> Task material:
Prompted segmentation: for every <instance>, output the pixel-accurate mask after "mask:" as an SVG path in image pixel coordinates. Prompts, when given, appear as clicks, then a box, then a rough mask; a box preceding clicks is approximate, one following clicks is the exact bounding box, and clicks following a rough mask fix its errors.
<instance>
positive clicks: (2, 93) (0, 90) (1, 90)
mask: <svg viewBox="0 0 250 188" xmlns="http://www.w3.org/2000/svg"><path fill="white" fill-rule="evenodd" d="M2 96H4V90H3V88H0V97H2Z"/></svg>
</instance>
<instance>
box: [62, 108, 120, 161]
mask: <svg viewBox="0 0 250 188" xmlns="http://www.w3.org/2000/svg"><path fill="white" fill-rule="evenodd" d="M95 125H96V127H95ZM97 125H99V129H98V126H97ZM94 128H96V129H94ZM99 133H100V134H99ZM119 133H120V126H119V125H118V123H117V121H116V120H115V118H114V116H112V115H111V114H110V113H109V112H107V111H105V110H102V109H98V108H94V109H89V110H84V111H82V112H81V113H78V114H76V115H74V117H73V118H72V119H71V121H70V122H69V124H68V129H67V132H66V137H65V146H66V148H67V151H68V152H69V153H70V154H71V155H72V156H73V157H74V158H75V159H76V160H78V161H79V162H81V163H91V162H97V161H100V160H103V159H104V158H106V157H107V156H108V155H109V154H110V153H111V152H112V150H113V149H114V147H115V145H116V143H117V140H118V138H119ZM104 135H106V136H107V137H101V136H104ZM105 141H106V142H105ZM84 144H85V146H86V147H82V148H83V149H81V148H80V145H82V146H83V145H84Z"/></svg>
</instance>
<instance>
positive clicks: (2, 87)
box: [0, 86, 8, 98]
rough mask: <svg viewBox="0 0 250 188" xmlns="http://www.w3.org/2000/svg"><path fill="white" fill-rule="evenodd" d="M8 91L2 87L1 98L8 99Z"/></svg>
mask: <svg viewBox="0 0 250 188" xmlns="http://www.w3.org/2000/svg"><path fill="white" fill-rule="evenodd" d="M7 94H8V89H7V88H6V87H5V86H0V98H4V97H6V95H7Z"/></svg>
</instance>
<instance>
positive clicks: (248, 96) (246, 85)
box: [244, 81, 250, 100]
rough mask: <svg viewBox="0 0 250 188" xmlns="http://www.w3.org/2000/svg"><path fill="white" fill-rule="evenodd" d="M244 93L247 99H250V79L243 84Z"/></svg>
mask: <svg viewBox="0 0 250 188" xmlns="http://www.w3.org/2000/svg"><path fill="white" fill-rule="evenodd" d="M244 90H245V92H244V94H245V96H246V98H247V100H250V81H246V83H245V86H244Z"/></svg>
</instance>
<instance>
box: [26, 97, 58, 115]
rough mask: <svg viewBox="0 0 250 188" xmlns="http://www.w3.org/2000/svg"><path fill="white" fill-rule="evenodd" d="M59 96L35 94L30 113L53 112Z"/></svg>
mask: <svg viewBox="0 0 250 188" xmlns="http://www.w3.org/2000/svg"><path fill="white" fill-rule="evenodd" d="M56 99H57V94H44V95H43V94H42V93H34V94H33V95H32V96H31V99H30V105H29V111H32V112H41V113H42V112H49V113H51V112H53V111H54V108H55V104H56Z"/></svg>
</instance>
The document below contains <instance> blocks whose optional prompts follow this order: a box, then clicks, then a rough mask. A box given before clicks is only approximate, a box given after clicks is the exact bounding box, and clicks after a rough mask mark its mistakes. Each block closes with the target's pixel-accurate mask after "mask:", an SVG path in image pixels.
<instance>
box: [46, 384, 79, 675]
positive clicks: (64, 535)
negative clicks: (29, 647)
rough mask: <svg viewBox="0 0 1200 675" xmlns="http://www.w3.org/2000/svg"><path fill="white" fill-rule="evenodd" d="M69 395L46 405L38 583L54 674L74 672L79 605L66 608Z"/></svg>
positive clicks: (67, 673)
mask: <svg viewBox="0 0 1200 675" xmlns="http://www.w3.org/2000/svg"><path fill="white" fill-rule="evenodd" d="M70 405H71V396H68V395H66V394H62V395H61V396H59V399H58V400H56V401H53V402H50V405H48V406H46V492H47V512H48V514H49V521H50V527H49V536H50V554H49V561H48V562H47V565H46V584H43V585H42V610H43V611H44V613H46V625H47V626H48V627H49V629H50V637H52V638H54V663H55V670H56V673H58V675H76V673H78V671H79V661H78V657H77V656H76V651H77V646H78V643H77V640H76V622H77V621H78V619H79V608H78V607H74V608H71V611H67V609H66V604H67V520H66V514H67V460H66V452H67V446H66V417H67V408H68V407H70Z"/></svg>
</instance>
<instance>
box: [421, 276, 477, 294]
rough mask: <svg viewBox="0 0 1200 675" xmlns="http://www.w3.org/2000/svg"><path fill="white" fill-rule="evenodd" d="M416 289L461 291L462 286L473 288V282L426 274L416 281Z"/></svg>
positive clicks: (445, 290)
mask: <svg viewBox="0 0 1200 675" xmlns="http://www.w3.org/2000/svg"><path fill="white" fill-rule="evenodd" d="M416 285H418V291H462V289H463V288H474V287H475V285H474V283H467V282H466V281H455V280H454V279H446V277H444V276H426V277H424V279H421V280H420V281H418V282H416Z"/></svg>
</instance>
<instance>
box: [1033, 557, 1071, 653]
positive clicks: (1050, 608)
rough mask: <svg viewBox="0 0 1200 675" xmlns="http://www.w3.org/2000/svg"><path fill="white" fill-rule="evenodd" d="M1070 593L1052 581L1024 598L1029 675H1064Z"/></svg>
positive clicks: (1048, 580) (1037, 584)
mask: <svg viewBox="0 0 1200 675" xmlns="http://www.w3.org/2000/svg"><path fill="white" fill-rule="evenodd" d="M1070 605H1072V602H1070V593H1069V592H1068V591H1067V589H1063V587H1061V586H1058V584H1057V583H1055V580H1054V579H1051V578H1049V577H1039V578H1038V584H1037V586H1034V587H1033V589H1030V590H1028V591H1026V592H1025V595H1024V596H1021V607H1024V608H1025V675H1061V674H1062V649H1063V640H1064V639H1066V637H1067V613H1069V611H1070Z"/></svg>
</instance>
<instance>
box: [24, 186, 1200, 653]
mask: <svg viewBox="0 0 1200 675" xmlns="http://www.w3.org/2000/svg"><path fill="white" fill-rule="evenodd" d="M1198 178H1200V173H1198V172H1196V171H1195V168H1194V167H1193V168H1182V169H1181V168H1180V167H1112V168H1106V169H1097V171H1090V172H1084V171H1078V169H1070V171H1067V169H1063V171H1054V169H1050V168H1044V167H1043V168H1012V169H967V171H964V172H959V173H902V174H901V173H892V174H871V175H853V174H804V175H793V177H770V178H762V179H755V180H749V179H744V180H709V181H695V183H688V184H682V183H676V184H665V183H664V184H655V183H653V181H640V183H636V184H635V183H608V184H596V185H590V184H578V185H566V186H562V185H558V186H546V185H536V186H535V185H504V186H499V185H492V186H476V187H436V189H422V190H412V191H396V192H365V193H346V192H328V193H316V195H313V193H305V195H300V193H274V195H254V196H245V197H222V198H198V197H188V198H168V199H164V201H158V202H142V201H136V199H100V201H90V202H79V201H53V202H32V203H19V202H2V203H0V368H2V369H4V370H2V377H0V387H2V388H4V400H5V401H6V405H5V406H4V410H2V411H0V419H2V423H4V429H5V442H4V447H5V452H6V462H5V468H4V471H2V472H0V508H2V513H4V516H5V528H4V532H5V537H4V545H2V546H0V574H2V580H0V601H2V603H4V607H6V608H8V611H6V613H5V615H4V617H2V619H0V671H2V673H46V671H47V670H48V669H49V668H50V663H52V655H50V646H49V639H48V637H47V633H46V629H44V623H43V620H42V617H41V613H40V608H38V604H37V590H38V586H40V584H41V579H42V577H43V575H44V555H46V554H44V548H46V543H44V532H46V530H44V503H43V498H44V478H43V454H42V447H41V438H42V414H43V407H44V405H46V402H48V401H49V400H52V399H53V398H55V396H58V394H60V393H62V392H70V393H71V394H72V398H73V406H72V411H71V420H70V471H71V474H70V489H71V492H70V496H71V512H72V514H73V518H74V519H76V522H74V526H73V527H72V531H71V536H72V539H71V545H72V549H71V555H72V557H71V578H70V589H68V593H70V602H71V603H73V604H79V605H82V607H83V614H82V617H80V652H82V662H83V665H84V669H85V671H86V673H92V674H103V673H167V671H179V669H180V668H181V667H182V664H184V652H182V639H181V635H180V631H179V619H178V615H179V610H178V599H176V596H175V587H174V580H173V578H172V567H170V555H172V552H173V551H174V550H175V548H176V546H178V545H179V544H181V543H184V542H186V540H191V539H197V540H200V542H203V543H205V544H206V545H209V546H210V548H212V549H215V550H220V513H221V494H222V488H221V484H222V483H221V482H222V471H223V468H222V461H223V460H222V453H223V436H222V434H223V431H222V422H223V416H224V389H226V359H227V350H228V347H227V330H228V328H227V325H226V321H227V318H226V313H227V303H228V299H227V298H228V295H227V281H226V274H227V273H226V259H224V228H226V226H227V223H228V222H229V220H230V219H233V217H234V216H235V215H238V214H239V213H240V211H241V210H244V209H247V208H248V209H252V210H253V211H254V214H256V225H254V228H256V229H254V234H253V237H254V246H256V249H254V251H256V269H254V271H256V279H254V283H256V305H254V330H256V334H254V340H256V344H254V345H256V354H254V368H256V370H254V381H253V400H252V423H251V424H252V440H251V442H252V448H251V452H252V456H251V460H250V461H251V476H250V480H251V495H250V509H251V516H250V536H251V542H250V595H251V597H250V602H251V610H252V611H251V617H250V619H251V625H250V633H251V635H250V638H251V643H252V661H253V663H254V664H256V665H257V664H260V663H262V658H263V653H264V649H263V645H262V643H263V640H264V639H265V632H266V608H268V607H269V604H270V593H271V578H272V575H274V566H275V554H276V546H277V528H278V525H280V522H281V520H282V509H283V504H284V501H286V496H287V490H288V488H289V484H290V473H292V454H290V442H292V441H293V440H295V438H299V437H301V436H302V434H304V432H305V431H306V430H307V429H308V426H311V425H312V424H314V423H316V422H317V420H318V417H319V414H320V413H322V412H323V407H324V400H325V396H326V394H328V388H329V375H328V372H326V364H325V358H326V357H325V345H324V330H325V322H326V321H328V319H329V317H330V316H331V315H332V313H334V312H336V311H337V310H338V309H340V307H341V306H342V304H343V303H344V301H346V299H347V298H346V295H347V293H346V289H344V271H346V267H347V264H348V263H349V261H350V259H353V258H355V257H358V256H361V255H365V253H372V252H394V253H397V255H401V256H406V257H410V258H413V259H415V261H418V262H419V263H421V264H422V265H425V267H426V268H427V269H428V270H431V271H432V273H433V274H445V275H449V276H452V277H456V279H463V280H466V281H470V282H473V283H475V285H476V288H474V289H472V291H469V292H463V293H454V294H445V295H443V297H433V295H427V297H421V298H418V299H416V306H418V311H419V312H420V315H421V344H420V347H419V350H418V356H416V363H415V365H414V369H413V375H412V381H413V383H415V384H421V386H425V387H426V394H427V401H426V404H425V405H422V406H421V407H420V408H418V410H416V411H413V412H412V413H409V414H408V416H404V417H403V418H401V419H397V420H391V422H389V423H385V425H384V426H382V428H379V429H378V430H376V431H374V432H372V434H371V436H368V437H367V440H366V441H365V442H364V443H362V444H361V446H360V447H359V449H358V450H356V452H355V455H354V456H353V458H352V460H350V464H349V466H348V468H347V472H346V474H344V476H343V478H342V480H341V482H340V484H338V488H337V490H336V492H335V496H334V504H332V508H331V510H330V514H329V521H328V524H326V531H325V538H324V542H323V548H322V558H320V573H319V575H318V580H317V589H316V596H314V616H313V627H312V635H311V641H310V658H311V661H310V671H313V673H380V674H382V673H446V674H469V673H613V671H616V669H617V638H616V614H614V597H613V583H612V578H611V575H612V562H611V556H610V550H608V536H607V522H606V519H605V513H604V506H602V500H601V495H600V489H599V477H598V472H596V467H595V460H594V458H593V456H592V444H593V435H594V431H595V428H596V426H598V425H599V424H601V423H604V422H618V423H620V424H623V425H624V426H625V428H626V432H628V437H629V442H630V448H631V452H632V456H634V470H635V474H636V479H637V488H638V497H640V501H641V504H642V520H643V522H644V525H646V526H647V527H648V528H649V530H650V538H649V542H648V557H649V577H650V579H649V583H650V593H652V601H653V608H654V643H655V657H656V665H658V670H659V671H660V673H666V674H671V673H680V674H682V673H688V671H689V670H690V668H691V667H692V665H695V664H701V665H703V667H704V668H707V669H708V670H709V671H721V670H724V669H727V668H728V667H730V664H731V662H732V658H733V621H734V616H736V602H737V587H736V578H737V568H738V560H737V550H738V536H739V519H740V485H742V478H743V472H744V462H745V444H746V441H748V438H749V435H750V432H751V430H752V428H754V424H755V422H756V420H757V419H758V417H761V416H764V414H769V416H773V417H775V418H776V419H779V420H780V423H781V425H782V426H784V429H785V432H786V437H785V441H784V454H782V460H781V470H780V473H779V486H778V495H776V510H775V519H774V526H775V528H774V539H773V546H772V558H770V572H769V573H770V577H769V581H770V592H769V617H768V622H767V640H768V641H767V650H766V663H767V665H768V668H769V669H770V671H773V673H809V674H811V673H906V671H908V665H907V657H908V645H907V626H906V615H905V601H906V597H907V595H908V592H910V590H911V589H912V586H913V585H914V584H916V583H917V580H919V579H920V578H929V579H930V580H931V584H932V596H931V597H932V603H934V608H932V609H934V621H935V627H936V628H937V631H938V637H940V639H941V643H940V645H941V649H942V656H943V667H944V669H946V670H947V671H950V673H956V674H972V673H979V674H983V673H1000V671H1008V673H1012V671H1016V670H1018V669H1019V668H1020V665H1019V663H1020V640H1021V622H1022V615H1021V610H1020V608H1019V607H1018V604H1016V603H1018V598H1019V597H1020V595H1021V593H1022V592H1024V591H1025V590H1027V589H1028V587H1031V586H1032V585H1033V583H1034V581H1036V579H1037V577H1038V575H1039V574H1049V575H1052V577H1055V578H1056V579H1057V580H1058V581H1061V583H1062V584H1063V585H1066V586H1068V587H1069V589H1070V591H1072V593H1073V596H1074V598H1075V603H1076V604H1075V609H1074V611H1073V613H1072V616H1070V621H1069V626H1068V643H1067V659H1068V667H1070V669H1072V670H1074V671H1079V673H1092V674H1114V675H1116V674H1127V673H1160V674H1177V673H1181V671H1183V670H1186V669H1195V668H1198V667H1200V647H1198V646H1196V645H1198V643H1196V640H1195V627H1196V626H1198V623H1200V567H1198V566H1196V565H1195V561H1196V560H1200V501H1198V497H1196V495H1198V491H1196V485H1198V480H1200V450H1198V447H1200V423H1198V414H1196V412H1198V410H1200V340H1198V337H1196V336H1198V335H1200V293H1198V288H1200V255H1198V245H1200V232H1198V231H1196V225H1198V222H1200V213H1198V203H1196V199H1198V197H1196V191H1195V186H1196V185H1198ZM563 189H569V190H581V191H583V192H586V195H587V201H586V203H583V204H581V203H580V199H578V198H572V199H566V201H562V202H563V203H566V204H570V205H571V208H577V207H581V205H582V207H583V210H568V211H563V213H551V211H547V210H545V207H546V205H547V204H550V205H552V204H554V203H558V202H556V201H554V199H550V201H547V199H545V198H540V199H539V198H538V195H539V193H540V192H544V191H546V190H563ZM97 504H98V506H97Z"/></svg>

> What you have to do:
Reproduce the lines from the very first one through the line containing "box: [0, 86, 8, 98]", including both of those lines.

> Answer to this exercise:
Prompted segmentation: for every <instance>, output the pixel-accurate mask after "mask:" as an SVG path in image pixel coordinates. Prompts, when given, appear as clicks, then a box, then a rough mask; a box preceding clicks is approximate, one following clicks is the exact bounding box, and clicks following a rough mask fix its errors.
<instance>
positive clicks: (2, 93) (0, 90) (1, 90)
mask: <svg viewBox="0 0 250 188" xmlns="http://www.w3.org/2000/svg"><path fill="white" fill-rule="evenodd" d="M2 96H4V90H3V88H0V97H2Z"/></svg>
</instance>
<instance>
box: [62, 108, 120, 161]
mask: <svg viewBox="0 0 250 188" xmlns="http://www.w3.org/2000/svg"><path fill="white" fill-rule="evenodd" d="M95 125H96V127H95ZM97 125H99V129H98V126H97ZM94 128H96V129H94ZM99 133H100V134H99ZM119 133H120V126H119V125H118V123H117V121H116V120H115V118H114V116H112V115H111V114H110V113H109V112H107V111H105V110H102V109H98V108H94V109H89V110H84V111H82V112H81V113H78V114H76V115H74V117H73V118H72V119H71V121H70V122H69V124H68V129H67V132H66V137H65V146H66V148H67V151H68V152H69V153H70V154H71V155H72V156H73V157H74V158H75V159H76V160H78V161H79V162H81V163H91V162H97V161H100V160H103V159H104V158H106V157H107V156H108V155H109V154H110V153H111V152H112V150H113V149H114V147H115V145H116V143H117V140H118V138H119ZM104 135H106V136H107V137H101V136H104ZM105 141H106V142H105ZM84 144H85V146H86V147H82V148H83V149H81V148H80V145H82V146H83V145H84Z"/></svg>
</instance>
<instance>
positive clicks: (2, 87)
box: [0, 86, 8, 98]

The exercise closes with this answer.